▸ **Exercise description**: Every line must be returned precisely as it is written.

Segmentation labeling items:
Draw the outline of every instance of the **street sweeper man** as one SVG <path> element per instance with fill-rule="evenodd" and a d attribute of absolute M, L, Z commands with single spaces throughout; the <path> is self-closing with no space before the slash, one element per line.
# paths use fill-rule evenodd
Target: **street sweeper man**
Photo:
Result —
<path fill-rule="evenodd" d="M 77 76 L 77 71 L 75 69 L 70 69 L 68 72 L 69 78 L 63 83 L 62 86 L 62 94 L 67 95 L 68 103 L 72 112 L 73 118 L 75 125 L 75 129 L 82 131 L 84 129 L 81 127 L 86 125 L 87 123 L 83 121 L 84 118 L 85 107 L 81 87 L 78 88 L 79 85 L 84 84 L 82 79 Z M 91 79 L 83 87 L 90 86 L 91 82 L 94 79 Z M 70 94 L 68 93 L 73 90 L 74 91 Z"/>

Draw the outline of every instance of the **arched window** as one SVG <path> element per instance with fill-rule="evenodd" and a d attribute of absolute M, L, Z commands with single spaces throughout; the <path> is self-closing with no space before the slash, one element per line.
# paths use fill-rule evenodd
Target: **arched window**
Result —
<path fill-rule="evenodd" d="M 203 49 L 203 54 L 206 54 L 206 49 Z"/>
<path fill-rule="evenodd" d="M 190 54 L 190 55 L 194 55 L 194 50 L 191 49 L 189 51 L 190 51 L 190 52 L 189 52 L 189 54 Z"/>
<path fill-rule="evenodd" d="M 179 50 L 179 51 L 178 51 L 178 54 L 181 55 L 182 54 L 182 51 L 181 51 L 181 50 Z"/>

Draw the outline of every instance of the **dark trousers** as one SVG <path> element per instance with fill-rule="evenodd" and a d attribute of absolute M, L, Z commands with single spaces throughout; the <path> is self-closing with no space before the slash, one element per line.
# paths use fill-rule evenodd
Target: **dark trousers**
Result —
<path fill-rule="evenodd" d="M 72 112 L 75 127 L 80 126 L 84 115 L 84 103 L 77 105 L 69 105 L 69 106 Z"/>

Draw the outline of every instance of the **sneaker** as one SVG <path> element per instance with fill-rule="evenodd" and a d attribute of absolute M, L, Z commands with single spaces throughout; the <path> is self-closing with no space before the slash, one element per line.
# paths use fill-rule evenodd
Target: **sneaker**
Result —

▸ **Answer to the problem**:
Draw the outline of every instance of the **street sweeper man** as one SVG <path> element per instance with fill-rule="evenodd" and a d attribute of absolute M, L, Z commands with single spaces throughout; the <path> is self-closing with no space before the slash, one element per line.
# paths use fill-rule evenodd
Target: **street sweeper man**
Photo:
Result —
<path fill-rule="evenodd" d="M 77 76 L 77 71 L 75 69 L 70 69 L 68 72 L 69 78 L 63 83 L 62 86 L 62 94 L 67 95 L 68 103 L 72 112 L 73 118 L 75 125 L 75 129 L 82 131 L 84 129 L 81 127 L 86 125 L 87 123 L 83 121 L 84 118 L 85 107 L 81 87 L 78 88 L 79 85 L 84 84 L 82 79 Z M 91 79 L 83 87 L 90 86 L 91 82 L 94 79 Z M 70 94 L 68 93 L 73 90 L 74 91 Z"/>

Draw the outline of every instance of the **arched window** as one SVG <path> element per instance with fill-rule="evenodd" and a d attribute of absolute M, L, Z commands with single spaces throughout; the <path> is self-closing with no space before the slash, one element per line.
# paths use fill-rule evenodd
Target: **arched window**
Result —
<path fill-rule="evenodd" d="M 203 49 L 203 54 L 206 54 L 206 49 Z"/>
<path fill-rule="evenodd" d="M 190 54 L 190 55 L 194 55 L 194 50 L 191 49 L 189 51 L 190 51 L 190 52 L 189 52 L 189 54 Z"/>
<path fill-rule="evenodd" d="M 179 50 L 179 51 L 178 51 L 178 54 L 181 55 L 182 54 L 182 51 L 181 51 L 181 50 Z"/>

Draw the outline of every instance of the **dark trousers** as one SVG <path> element per instance with fill-rule="evenodd" and a d attribute of absolute M, L, Z commands with single spaces throughout; the <path> is self-closing with no space before the slash, one element per line.
# paths use fill-rule evenodd
Target: **dark trousers**
Result —
<path fill-rule="evenodd" d="M 72 112 L 75 127 L 80 126 L 84 115 L 84 103 L 77 105 L 69 105 L 69 106 Z"/>

Draw the outline of every instance of the **sneaker** as one SVG <path> element per instance with fill-rule="evenodd" and a d attribute of absolute M, L, Z commands with single spaces throughout; the <path> is self-closing with no space before the slash, one element per line.
# paths use fill-rule evenodd
Target: **sneaker**
Result —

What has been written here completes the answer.